ПОКАЗАННЫЙ МАТЕРИАЛ:
:::

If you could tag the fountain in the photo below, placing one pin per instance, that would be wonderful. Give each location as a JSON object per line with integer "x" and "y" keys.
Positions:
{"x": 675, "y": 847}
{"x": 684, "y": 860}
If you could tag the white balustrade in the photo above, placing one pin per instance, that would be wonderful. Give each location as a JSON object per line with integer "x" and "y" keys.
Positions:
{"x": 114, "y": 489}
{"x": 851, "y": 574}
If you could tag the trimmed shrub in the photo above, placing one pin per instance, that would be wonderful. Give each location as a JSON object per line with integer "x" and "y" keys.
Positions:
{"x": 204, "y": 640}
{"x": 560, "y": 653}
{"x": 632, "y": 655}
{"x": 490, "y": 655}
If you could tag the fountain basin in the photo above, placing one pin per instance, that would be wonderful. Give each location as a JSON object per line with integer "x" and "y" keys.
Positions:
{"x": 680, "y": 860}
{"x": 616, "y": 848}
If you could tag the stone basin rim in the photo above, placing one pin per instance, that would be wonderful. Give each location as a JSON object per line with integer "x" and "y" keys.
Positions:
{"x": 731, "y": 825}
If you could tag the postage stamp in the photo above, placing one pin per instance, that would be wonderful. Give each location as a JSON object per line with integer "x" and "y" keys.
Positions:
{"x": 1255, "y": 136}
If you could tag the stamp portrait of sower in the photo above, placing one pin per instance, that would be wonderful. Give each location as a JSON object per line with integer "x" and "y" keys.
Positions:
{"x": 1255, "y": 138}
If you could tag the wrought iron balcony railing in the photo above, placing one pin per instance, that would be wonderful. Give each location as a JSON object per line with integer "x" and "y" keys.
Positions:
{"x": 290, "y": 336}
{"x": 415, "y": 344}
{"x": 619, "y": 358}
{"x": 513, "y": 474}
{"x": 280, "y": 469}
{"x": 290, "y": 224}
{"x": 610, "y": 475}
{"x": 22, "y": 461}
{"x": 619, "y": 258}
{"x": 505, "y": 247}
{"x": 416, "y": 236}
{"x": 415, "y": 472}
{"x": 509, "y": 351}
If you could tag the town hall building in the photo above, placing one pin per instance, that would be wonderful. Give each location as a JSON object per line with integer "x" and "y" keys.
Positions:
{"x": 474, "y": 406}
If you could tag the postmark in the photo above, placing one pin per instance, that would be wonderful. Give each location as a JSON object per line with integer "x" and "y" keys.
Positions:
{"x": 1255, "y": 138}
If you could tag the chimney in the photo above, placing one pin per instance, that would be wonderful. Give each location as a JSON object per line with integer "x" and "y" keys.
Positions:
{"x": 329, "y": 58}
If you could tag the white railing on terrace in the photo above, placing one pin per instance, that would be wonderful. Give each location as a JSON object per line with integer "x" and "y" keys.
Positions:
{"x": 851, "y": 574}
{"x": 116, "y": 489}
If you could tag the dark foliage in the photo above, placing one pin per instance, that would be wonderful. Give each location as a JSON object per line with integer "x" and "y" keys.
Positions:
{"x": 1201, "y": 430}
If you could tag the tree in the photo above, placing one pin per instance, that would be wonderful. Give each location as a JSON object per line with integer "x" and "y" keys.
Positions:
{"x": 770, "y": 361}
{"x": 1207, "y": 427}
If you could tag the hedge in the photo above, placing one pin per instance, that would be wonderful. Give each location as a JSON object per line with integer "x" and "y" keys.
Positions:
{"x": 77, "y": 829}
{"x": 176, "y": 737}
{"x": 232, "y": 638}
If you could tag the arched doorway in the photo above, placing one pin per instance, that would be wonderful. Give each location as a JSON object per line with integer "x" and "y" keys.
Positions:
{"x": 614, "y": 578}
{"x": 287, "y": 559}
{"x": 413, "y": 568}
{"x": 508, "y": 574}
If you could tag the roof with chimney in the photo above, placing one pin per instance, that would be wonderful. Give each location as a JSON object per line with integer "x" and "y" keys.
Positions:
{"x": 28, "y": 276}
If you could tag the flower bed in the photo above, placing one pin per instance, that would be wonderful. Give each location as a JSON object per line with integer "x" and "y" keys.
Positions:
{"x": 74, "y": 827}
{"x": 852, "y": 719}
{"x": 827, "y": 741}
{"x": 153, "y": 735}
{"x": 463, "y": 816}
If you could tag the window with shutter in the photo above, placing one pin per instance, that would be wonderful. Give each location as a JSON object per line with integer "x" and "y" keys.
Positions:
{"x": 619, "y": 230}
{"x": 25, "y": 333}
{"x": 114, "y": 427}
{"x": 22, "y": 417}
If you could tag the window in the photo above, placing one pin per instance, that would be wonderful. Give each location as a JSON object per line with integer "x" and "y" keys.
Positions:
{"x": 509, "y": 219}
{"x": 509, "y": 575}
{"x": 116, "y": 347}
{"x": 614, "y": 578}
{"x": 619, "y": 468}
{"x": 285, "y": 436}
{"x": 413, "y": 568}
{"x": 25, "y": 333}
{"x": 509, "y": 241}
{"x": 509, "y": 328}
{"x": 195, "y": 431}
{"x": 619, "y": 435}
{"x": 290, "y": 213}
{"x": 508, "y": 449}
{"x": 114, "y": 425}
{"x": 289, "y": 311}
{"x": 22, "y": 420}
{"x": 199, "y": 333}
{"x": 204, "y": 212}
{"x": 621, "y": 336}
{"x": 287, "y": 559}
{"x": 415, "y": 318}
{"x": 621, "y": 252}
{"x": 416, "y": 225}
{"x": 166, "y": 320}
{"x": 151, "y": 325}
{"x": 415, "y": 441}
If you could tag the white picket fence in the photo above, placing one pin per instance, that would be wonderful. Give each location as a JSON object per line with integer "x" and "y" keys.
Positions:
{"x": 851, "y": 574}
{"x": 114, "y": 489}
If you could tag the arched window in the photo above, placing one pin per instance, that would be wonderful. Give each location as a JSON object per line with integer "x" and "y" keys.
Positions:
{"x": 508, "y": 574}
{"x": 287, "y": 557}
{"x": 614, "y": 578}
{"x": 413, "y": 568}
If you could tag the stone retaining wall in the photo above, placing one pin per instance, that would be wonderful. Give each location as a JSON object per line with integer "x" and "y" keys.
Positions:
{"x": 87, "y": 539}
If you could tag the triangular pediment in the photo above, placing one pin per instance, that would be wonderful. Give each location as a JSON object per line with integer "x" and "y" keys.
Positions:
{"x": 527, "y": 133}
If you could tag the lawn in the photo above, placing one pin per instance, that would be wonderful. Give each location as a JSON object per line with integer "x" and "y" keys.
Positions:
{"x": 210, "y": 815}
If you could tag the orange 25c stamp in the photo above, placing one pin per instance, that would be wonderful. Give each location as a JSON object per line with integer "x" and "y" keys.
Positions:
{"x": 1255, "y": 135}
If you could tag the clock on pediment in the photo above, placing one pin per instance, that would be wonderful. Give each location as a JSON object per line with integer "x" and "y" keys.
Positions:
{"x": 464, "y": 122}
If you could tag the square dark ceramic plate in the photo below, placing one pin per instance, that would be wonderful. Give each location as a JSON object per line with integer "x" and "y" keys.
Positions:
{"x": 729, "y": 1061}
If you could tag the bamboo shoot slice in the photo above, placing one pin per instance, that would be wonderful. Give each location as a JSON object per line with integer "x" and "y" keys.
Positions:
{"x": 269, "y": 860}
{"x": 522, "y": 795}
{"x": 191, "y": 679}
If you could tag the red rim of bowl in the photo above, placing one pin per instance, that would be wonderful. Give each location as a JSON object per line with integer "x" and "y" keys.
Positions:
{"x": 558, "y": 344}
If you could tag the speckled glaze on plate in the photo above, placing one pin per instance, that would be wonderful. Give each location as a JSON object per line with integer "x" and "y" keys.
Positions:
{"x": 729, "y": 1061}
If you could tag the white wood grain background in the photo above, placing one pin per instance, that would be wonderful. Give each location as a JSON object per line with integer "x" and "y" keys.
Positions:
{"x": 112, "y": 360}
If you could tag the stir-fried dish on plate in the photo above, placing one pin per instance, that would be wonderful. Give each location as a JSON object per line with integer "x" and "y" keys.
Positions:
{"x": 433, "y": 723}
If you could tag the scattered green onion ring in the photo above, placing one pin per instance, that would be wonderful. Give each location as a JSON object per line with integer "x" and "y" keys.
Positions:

:::

ЗАДАНИЕ: Можете дословно повторить строки материала выше, начиная со строки, где есть «If you could tag the speckled», и до самого конца материала включительно?

ОТВЕТ:
If you could tag the speckled glaze on plate in the photo above, placing one pin per instance, that would be wonderful. Give each location as a JSON object per line with integer "x" and "y" keys.
Positions:
{"x": 729, "y": 1061}
If you could tag the white wood grain background in the photo above, placing one pin per instance, that would be wonderful. Give each location as a JSON object per line with integer "x" and "y" keys.
Positions:
{"x": 112, "y": 360}
If you could tag the stir-fried dish on plate in the photo above, placing one pin per instance, that would be wonderful. Give each location as a JSON object per line with integer "x" and "y" keys.
Positions:
{"x": 433, "y": 723}
If you could tag the scattered green onion ring in the photo above, placing one pin per instance, that would be wonderful. Give each location as a JSON object per line with integer "x" and "y" keys.
Positions:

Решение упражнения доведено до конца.